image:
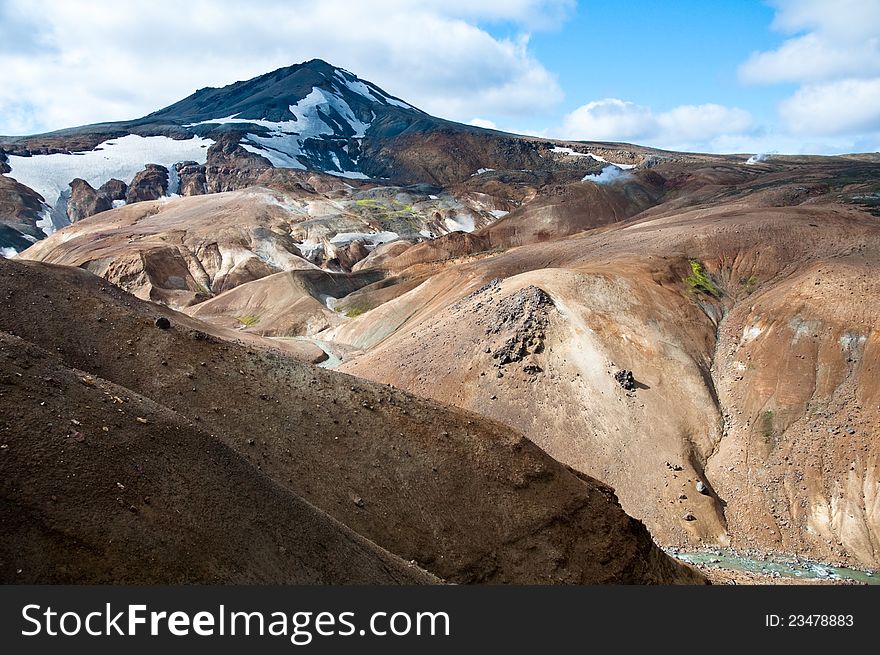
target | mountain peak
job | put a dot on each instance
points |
(273, 96)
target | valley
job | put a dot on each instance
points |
(545, 359)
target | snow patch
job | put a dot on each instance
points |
(372, 238)
(462, 223)
(373, 94)
(573, 153)
(609, 175)
(173, 182)
(122, 158)
(352, 175)
(44, 222)
(317, 114)
(849, 341)
(751, 333)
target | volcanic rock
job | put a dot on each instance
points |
(114, 189)
(150, 184)
(84, 201)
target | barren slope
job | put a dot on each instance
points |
(617, 298)
(468, 499)
(101, 485)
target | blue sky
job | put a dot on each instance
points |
(725, 76)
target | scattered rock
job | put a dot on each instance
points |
(625, 379)
(150, 184)
(84, 201)
(114, 189)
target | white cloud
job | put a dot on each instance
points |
(81, 62)
(835, 108)
(687, 127)
(834, 54)
(482, 122)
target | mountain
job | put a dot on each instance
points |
(695, 330)
(130, 446)
(311, 117)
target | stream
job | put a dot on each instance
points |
(778, 566)
(332, 361)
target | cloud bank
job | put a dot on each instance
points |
(68, 62)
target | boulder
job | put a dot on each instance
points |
(85, 201)
(193, 181)
(625, 379)
(114, 189)
(150, 184)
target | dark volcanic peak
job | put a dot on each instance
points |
(275, 96)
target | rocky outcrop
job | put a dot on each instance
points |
(349, 255)
(85, 201)
(20, 209)
(193, 181)
(114, 189)
(231, 167)
(150, 184)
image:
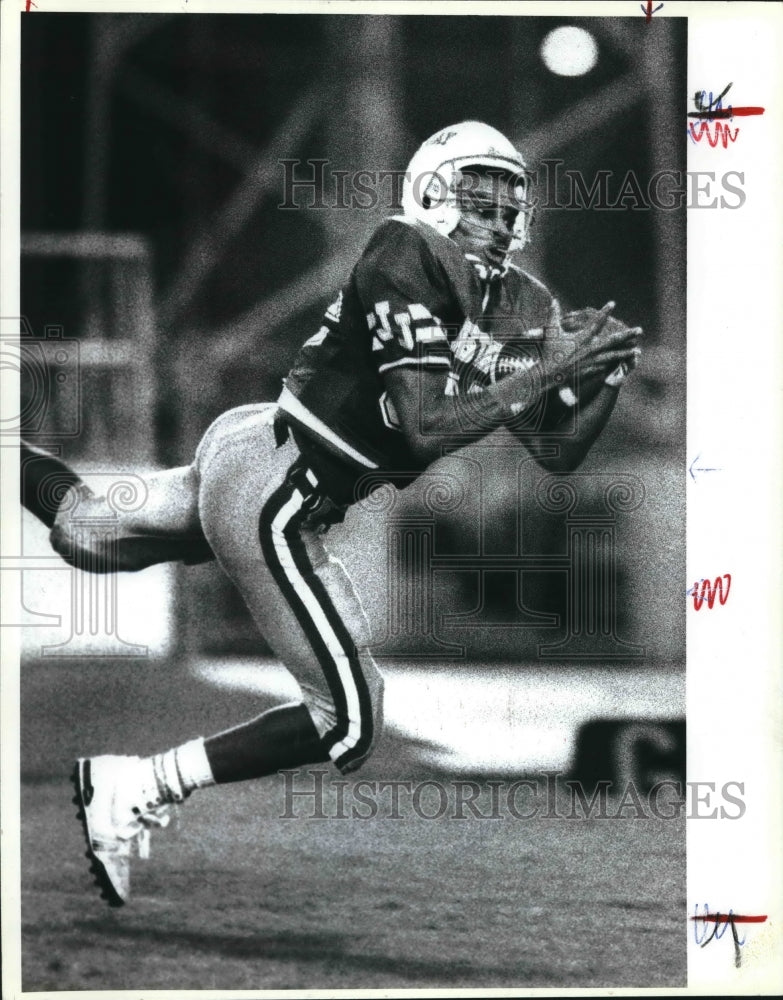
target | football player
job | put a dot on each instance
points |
(412, 360)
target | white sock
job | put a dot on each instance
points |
(175, 773)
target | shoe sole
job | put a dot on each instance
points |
(81, 779)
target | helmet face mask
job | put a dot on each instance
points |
(457, 177)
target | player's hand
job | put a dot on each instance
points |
(593, 340)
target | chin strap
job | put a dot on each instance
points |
(487, 272)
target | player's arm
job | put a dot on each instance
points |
(432, 420)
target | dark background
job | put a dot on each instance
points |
(172, 128)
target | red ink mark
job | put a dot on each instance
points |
(710, 593)
(648, 10)
(721, 921)
(729, 112)
(722, 134)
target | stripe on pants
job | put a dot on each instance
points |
(286, 555)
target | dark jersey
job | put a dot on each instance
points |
(412, 300)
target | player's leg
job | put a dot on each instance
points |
(163, 526)
(255, 500)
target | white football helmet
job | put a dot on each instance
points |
(429, 190)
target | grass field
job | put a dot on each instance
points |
(236, 897)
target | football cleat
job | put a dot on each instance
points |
(116, 810)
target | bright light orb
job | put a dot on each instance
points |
(569, 51)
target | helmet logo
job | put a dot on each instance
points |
(443, 137)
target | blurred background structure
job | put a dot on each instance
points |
(152, 178)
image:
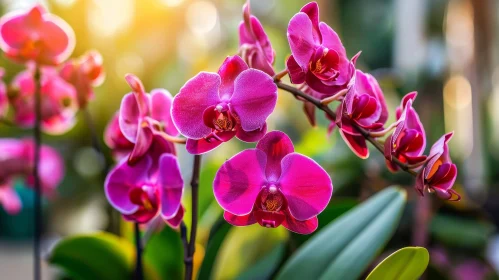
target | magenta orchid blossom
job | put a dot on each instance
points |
(36, 35)
(59, 105)
(408, 141)
(318, 56)
(145, 120)
(440, 173)
(364, 105)
(140, 196)
(212, 108)
(116, 141)
(16, 160)
(84, 74)
(254, 44)
(272, 185)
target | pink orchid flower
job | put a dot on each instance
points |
(440, 173)
(59, 105)
(318, 56)
(254, 44)
(84, 74)
(4, 101)
(408, 141)
(364, 105)
(212, 108)
(144, 118)
(140, 197)
(272, 185)
(114, 139)
(36, 35)
(16, 160)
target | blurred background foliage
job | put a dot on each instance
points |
(445, 49)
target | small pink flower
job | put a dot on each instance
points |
(16, 160)
(84, 74)
(272, 185)
(140, 197)
(408, 141)
(254, 44)
(36, 36)
(143, 117)
(4, 101)
(318, 56)
(114, 139)
(364, 105)
(212, 108)
(59, 105)
(440, 173)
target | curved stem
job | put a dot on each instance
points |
(192, 240)
(37, 185)
(139, 272)
(301, 95)
(95, 138)
(172, 139)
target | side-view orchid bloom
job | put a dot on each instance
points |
(212, 108)
(318, 56)
(140, 197)
(440, 173)
(408, 141)
(364, 105)
(59, 105)
(145, 119)
(36, 35)
(254, 44)
(114, 139)
(17, 160)
(272, 185)
(84, 74)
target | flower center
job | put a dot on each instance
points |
(324, 64)
(145, 197)
(271, 199)
(223, 119)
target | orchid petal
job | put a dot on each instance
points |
(239, 180)
(254, 98)
(189, 104)
(306, 186)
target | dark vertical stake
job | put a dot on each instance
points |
(139, 273)
(38, 188)
(192, 240)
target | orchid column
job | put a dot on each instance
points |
(41, 39)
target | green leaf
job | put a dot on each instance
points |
(243, 247)
(345, 248)
(164, 254)
(266, 266)
(335, 209)
(461, 232)
(407, 263)
(100, 256)
(217, 236)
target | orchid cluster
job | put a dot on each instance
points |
(42, 42)
(271, 185)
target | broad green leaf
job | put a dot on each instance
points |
(461, 232)
(243, 247)
(335, 209)
(217, 236)
(406, 264)
(164, 254)
(266, 266)
(100, 256)
(344, 248)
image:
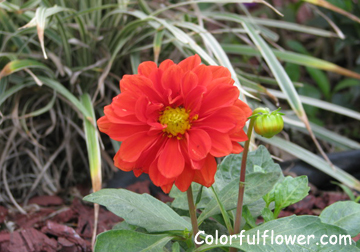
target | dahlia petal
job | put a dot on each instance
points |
(138, 85)
(204, 74)
(146, 68)
(119, 132)
(199, 143)
(197, 164)
(132, 147)
(183, 181)
(206, 176)
(171, 161)
(170, 81)
(121, 164)
(166, 64)
(167, 188)
(223, 81)
(219, 71)
(190, 63)
(193, 100)
(221, 144)
(188, 82)
(140, 108)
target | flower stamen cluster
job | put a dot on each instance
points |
(176, 121)
(173, 119)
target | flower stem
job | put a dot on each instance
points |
(242, 182)
(192, 212)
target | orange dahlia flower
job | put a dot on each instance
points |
(174, 119)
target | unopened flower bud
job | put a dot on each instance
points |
(268, 124)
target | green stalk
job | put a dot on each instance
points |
(242, 180)
(223, 212)
(192, 211)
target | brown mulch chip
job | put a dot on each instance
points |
(53, 226)
(46, 200)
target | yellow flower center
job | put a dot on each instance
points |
(176, 120)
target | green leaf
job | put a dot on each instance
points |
(175, 247)
(346, 84)
(130, 241)
(124, 226)
(180, 198)
(92, 144)
(307, 232)
(344, 214)
(17, 65)
(289, 191)
(267, 214)
(257, 184)
(141, 210)
(321, 80)
(250, 220)
(229, 169)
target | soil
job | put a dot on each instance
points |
(52, 225)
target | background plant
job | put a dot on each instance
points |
(53, 53)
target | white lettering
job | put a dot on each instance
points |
(196, 237)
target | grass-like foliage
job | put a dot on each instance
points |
(59, 57)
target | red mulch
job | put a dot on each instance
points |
(53, 226)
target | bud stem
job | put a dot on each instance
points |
(242, 180)
(192, 211)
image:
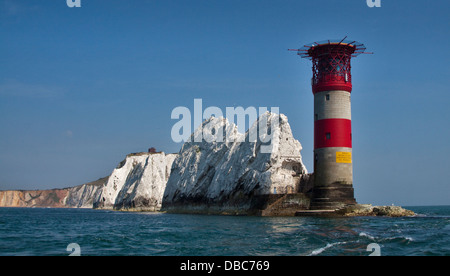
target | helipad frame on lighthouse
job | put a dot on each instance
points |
(332, 87)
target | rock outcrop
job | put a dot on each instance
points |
(74, 197)
(235, 175)
(137, 184)
(379, 211)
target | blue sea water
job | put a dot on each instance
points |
(48, 232)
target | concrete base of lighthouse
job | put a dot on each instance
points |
(333, 179)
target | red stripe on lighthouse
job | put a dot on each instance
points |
(332, 133)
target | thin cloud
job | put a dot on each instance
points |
(18, 89)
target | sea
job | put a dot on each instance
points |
(87, 232)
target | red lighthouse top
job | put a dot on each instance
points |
(331, 63)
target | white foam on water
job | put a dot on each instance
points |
(363, 234)
(322, 249)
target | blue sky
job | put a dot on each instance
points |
(82, 87)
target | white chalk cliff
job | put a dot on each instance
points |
(231, 174)
(137, 184)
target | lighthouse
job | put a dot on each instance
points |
(332, 86)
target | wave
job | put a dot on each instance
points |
(322, 249)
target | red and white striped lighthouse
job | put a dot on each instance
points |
(332, 87)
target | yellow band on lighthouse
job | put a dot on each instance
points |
(343, 157)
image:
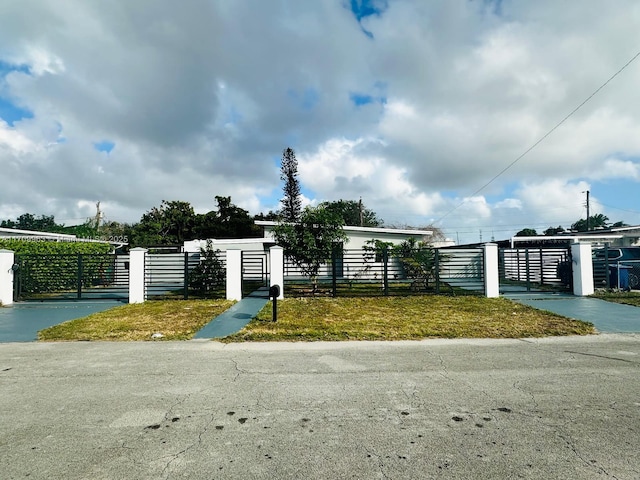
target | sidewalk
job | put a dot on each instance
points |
(234, 319)
(607, 317)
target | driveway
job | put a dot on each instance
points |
(608, 317)
(22, 321)
(552, 408)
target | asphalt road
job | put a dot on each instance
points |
(455, 409)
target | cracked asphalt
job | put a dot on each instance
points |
(456, 409)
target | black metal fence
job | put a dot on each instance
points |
(367, 272)
(71, 276)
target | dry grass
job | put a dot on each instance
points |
(628, 298)
(174, 319)
(402, 318)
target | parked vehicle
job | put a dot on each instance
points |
(620, 264)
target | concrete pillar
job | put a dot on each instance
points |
(7, 260)
(234, 274)
(137, 281)
(491, 273)
(276, 255)
(582, 269)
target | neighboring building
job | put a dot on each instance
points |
(358, 238)
(16, 234)
(615, 237)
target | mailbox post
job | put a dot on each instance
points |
(274, 293)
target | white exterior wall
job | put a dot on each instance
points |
(6, 277)
(491, 272)
(582, 269)
(137, 290)
(234, 275)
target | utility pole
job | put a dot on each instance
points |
(588, 212)
(98, 215)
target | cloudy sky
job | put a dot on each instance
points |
(415, 106)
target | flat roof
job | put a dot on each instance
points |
(400, 231)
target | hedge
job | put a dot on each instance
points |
(50, 247)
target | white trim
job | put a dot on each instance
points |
(399, 231)
(566, 238)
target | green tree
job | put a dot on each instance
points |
(353, 213)
(228, 221)
(554, 231)
(595, 221)
(527, 232)
(29, 221)
(291, 202)
(209, 275)
(309, 242)
(169, 224)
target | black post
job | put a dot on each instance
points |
(274, 293)
(334, 270)
(526, 257)
(436, 265)
(186, 275)
(79, 279)
(385, 273)
(606, 266)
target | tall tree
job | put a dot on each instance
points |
(291, 202)
(595, 221)
(229, 221)
(169, 224)
(309, 241)
(554, 230)
(527, 232)
(353, 213)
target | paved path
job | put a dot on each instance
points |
(554, 408)
(234, 319)
(22, 321)
(606, 316)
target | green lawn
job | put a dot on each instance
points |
(174, 319)
(628, 298)
(403, 318)
(334, 319)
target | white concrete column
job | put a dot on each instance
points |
(234, 274)
(276, 255)
(582, 269)
(7, 260)
(491, 274)
(137, 284)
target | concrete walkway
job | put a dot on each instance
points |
(235, 318)
(608, 317)
(22, 321)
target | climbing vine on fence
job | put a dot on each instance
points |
(48, 247)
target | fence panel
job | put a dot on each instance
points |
(366, 272)
(462, 268)
(543, 267)
(167, 274)
(72, 276)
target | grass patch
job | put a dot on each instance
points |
(404, 318)
(174, 319)
(628, 298)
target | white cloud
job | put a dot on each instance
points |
(200, 100)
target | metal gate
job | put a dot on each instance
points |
(71, 277)
(255, 270)
(535, 269)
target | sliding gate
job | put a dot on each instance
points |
(534, 270)
(71, 277)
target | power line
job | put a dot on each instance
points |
(544, 136)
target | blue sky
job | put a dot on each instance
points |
(412, 106)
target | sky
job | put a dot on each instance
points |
(427, 110)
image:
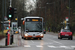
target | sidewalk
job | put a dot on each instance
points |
(2, 42)
(56, 34)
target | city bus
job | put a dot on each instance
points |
(32, 27)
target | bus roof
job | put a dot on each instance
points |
(32, 17)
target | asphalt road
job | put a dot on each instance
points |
(49, 42)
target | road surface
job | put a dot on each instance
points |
(49, 42)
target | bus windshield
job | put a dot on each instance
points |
(33, 26)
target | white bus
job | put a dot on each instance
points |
(32, 28)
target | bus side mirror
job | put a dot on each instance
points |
(23, 22)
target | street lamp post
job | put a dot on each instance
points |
(45, 15)
(69, 10)
(53, 14)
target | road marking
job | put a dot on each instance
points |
(39, 46)
(73, 46)
(32, 41)
(52, 46)
(55, 41)
(26, 45)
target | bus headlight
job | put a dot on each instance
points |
(41, 34)
(26, 34)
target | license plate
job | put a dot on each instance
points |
(66, 35)
(33, 36)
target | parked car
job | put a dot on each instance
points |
(44, 30)
(65, 33)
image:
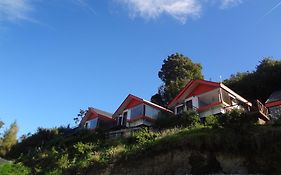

- - -

ABOUT THIS TASK :: Please extract exactly the lines of the data, from the first through the line containing "target | barren slope", and add no pictures to the copy.

ANSWER TO THE EXERCISE ::
image:
target | mountain peak
job | put a dot on each instance
points |
(273, 96)
target | valley
job | put a dot on each instance
points |
(545, 359)
target | snow patch
job | put a dot on each instance
points |
(372, 238)
(462, 223)
(373, 94)
(573, 153)
(609, 175)
(173, 182)
(122, 158)
(352, 175)
(44, 222)
(317, 114)
(849, 341)
(751, 333)
target | volcanic rock
job | put a dot on each instance
points |
(114, 189)
(150, 184)
(84, 201)
target | barren slope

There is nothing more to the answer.